* Start *

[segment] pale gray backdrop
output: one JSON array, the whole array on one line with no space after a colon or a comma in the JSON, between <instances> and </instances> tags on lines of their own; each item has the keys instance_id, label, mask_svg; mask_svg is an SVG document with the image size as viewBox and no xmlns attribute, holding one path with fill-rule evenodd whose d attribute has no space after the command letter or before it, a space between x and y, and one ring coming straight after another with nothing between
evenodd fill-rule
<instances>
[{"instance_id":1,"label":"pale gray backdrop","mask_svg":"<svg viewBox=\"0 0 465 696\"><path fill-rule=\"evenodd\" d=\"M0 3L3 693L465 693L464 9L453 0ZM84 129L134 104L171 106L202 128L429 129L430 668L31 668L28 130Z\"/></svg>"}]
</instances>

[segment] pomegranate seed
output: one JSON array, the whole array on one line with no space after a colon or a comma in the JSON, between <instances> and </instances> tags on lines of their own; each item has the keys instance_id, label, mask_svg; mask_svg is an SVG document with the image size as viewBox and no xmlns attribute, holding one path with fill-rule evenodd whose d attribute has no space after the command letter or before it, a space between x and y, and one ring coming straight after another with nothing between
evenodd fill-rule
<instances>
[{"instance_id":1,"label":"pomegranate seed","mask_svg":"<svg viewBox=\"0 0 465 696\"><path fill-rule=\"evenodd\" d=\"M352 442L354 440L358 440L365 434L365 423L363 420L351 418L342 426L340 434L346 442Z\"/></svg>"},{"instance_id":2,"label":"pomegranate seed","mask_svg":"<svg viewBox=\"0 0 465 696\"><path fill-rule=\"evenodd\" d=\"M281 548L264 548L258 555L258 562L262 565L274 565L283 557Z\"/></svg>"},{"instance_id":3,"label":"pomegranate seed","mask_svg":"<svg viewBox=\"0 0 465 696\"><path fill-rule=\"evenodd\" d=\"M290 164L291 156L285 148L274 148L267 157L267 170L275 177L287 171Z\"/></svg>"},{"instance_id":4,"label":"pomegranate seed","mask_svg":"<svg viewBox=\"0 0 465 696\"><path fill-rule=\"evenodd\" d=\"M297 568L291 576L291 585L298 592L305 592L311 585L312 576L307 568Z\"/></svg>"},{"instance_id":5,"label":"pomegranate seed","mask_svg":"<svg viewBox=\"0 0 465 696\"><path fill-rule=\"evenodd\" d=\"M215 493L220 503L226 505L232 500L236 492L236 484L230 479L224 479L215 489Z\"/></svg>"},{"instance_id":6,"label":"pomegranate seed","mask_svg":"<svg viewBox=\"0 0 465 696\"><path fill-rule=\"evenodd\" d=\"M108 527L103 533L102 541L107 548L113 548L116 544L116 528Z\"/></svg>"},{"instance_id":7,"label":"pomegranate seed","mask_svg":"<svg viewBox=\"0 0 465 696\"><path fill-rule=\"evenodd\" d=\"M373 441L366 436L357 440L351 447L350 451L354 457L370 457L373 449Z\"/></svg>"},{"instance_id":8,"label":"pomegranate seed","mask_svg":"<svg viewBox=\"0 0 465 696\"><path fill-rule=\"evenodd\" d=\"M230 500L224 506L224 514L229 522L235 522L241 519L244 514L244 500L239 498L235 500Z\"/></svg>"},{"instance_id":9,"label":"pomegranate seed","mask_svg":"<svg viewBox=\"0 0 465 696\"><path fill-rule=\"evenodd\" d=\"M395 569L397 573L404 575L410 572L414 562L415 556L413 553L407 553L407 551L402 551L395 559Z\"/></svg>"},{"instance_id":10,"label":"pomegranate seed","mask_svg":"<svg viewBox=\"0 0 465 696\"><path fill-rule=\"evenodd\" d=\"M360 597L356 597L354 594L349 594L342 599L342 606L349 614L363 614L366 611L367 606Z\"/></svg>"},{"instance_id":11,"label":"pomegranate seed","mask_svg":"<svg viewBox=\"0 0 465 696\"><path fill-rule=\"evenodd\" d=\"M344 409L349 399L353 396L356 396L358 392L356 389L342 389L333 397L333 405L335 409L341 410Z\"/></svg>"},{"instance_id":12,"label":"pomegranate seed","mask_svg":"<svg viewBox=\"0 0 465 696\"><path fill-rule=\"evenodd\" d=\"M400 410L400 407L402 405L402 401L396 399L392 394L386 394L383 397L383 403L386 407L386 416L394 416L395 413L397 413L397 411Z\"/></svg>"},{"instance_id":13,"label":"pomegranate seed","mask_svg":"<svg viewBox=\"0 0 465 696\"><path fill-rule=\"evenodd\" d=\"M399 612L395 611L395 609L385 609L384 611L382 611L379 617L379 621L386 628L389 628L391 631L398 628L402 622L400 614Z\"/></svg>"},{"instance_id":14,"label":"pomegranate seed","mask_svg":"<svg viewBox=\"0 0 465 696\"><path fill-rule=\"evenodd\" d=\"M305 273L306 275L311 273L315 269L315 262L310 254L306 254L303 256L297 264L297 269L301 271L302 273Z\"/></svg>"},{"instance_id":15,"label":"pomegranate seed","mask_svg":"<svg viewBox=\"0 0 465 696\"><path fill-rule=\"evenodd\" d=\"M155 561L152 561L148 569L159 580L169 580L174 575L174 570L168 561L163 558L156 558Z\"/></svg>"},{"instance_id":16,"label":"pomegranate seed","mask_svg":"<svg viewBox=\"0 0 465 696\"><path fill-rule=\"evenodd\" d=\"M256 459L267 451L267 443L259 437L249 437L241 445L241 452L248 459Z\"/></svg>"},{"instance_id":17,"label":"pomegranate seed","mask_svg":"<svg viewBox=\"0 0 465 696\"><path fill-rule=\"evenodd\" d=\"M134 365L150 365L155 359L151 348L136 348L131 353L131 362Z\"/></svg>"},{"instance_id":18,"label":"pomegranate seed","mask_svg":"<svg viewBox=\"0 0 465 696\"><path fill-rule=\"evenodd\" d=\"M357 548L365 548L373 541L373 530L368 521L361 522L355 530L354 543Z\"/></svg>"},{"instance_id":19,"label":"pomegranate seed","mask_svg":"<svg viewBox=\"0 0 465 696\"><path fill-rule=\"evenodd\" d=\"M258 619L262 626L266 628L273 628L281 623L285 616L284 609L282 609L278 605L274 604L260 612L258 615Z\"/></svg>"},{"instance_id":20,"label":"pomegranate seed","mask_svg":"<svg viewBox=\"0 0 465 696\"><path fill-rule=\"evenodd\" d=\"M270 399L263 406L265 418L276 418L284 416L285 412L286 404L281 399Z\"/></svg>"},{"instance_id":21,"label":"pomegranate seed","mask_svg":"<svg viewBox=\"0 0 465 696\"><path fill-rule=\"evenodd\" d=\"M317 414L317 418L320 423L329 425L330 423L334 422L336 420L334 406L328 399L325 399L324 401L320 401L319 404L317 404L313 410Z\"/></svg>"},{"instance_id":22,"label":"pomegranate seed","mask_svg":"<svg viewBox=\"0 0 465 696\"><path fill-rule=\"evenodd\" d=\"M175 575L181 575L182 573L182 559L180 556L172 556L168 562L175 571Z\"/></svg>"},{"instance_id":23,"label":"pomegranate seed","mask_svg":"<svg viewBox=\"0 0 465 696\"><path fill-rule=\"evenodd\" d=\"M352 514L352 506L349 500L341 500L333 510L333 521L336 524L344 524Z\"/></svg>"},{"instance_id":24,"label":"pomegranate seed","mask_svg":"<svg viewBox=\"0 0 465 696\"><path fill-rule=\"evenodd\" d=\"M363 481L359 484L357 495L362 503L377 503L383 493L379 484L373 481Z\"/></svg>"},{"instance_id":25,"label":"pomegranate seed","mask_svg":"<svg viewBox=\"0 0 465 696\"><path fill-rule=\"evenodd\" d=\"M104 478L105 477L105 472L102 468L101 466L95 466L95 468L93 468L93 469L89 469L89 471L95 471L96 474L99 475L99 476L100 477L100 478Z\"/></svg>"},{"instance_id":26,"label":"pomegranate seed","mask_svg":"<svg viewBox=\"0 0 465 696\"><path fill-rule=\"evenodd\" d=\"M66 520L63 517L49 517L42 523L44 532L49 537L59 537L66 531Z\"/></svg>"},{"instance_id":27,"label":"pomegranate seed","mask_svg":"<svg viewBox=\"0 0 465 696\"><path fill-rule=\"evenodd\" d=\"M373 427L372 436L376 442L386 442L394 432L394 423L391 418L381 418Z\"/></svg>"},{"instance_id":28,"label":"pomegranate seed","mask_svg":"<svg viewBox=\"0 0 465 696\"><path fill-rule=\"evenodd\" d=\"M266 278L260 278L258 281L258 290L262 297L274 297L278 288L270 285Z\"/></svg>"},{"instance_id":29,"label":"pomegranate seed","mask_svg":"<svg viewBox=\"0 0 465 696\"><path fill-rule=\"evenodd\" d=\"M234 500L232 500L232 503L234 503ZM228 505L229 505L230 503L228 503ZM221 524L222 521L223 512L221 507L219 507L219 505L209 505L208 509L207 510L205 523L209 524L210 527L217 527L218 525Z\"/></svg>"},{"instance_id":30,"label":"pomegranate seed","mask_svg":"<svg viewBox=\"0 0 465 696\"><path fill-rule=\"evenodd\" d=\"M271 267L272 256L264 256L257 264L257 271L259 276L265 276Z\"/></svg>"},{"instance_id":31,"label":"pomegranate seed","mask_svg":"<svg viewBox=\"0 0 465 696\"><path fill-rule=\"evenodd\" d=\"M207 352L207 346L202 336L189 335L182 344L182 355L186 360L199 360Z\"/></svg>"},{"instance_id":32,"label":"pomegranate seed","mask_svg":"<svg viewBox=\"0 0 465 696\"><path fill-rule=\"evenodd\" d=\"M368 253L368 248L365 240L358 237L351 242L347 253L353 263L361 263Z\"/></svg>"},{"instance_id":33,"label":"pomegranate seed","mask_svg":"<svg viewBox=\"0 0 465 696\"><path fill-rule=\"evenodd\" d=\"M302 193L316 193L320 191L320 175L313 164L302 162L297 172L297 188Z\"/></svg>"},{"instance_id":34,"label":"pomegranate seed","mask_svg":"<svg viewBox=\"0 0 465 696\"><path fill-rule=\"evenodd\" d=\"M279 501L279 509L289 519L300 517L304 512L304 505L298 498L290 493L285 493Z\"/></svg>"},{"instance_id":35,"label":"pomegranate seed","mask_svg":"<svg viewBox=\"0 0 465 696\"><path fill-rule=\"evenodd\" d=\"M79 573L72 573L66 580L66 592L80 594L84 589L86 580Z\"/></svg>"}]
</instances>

* End *

**REQUIREMENTS**:
Show each line of the material above that contains the string "backdrop".

**SOLUTION TO THE PROBLEM**:
[segment] pale gray backdrop
[{"instance_id":1,"label":"pale gray backdrop","mask_svg":"<svg viewBox=\"0 0 465 696\"><path fill-rule=\"evenodd\" d=\"M0 3L3 693L465 693L464 9L453 0ZM84 129L134 104L171 106L202 128L429 129L430 668L31 668L28 130Z\"/></svg>"}]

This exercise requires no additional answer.